**TASK SET**.
a - In the page on mass spectrometry, rewrite the paragraph beginning "On the other hand, nanoscale materials" as a short bulleted list that keeps its main facts.
b - Filter the rows and copy out each line that contains the string "jacket".

**PAGE**.

-=-=-

Research Fellows Directory
Mr Depanjan Sarkar
University of Manchester
Introduction of ambient ionization techniques provided ways to understand and manipulate ions for applications and this changed the scope of mass spectrometry beyond analysis. Different chemical reactions were done using mass spectrometry as a synthetic tool. This was named as synthetic mass spectrometry. It was shown that the chemical reactions accelerate in charged droplets. Different named reactions were done using preparative mass spectrometry, which resulted in better product yields as well as orders of larger reaction kinetics over conventional synthetic procedures. Synthesis of hetero-ring compounds like isoquinoline and substituted quinolines were also done easily in microdroplets.
On the other hand, nanoscale materials have been introduced to make ionization easier and better. These modified substrates were used for miniaturization of mass spectrometers. For example, Carbon nanotubes were used as a substrate for molecular ionization at very low voltages. This shows the possibility of nanomaterials in simplifying ionization processes in mass spectrometry. Nanomaterials can be used for ionizing molecules which are normally not ionizable using conventional mass spectrometric techniques. Ambient ions can also be directed to different substrates to make new materials. A recent study showed that metal nanoparticles can be synthesized by electrolytic spray deposition of coinage metals.

-=-=-

Rows of box annotation data
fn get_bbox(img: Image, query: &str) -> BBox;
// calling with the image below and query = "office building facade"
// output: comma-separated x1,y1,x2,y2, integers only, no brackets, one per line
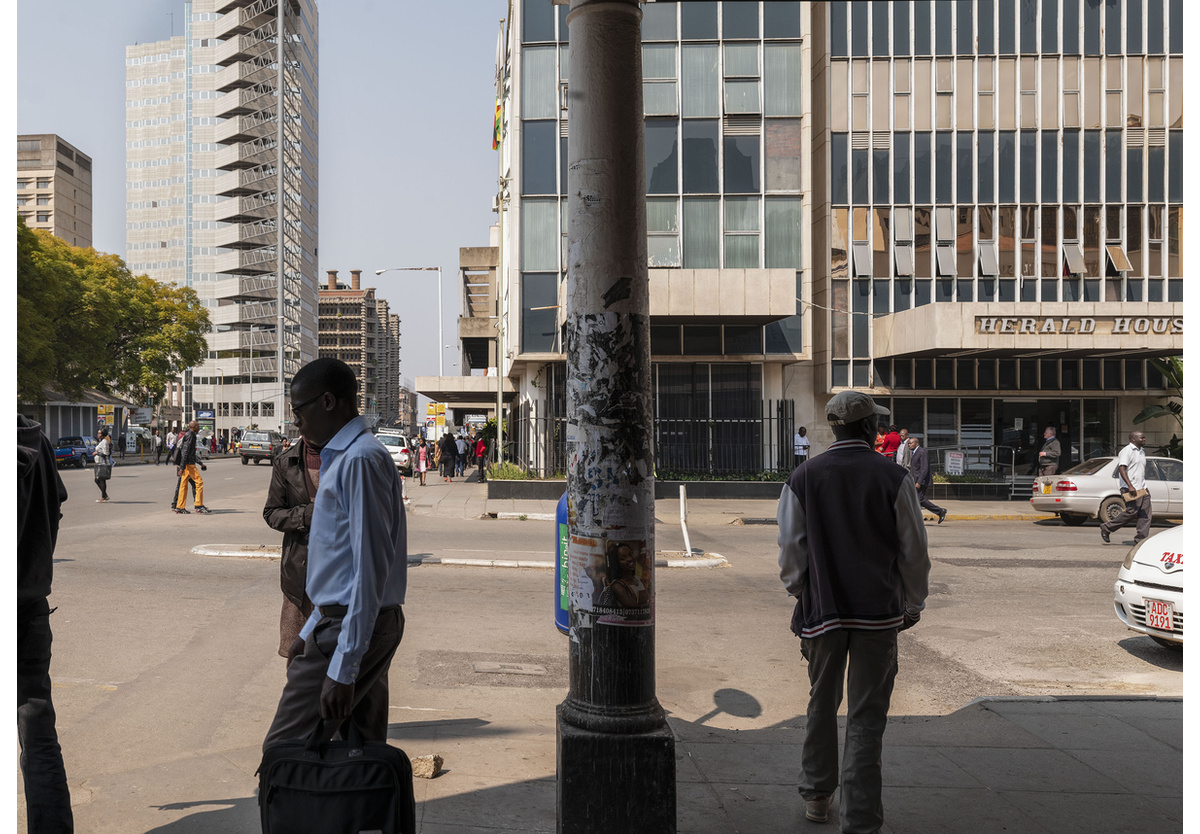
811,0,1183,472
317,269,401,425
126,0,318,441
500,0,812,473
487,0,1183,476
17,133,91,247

-=-=-

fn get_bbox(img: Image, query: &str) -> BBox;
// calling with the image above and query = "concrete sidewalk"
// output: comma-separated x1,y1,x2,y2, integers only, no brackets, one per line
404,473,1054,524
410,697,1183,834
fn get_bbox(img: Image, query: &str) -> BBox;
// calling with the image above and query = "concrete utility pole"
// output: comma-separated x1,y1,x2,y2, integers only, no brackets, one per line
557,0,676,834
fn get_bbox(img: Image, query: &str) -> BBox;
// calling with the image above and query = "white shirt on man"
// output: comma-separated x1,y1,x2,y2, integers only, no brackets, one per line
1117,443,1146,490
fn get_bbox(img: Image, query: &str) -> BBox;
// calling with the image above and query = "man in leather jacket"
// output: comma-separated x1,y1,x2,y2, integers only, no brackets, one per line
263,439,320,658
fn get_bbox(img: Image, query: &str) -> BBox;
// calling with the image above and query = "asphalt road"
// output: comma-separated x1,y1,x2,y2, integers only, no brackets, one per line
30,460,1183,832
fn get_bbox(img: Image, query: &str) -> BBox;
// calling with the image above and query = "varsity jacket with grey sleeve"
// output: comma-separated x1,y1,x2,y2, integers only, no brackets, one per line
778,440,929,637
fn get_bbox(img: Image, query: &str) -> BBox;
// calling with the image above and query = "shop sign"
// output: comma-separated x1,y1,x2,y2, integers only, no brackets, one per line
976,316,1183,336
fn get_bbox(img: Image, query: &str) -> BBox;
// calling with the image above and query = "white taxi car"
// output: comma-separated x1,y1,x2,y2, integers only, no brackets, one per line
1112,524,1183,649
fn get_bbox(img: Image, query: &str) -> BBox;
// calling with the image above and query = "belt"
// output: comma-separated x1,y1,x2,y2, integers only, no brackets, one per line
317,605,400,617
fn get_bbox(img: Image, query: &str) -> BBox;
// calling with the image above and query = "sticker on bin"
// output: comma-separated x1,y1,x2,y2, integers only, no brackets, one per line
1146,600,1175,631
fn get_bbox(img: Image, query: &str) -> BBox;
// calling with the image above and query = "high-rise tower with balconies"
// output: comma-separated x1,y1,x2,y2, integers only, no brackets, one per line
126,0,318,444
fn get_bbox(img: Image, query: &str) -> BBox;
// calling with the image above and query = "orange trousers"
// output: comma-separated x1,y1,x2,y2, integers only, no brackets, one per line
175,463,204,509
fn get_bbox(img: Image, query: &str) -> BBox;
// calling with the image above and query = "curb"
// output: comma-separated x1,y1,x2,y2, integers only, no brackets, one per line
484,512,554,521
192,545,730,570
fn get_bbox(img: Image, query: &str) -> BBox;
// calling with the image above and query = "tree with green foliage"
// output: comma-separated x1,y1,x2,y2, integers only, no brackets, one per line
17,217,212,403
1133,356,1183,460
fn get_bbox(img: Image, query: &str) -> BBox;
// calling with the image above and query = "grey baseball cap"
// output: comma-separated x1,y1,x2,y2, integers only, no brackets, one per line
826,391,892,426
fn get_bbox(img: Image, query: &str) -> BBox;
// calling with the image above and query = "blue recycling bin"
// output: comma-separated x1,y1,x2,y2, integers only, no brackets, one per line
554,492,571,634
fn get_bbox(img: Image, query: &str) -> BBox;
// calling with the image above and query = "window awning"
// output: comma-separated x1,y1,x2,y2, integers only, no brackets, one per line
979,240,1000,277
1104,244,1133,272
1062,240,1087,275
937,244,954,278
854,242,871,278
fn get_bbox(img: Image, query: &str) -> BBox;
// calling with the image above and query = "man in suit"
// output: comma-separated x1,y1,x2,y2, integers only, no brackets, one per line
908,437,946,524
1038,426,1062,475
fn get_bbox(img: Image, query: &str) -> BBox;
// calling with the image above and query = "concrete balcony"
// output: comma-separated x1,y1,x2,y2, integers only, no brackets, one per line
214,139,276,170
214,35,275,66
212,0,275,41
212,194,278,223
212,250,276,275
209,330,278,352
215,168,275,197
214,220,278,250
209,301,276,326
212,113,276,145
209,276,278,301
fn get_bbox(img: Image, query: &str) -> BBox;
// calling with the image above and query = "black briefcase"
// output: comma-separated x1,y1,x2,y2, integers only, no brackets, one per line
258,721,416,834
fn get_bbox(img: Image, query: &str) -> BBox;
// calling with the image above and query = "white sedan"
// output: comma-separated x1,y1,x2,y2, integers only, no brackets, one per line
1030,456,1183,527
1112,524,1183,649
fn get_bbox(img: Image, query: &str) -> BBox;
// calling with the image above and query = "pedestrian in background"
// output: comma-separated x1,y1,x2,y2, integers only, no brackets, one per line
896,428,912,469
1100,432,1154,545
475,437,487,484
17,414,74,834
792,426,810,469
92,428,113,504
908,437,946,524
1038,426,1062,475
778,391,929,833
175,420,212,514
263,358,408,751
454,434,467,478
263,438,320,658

-=-=-

**OUTPUTS**.
a -
- Nanoscale materials have been introduced to make ionization easier and better.
- These modified substrates were used to miniaturize mass spectrometers.
- Carbon nanotubes served as a substrate for molecular ionization at very low voltages, which shows that nanomaterials can simplify ionization.
- Nanomaterials can ionize molecules that conventional mass spectrometric techniques normally cannot.
- Ambient ions can be directed to different substrates to make new materials.
- A recent study synthesized metal nanoparticles by electrolytic spray deposition of coinage metals.

b -
// calling with the image above and query = "man in leather jacket"
// calling with the image above and query = "varsity jacket with grey sleeve"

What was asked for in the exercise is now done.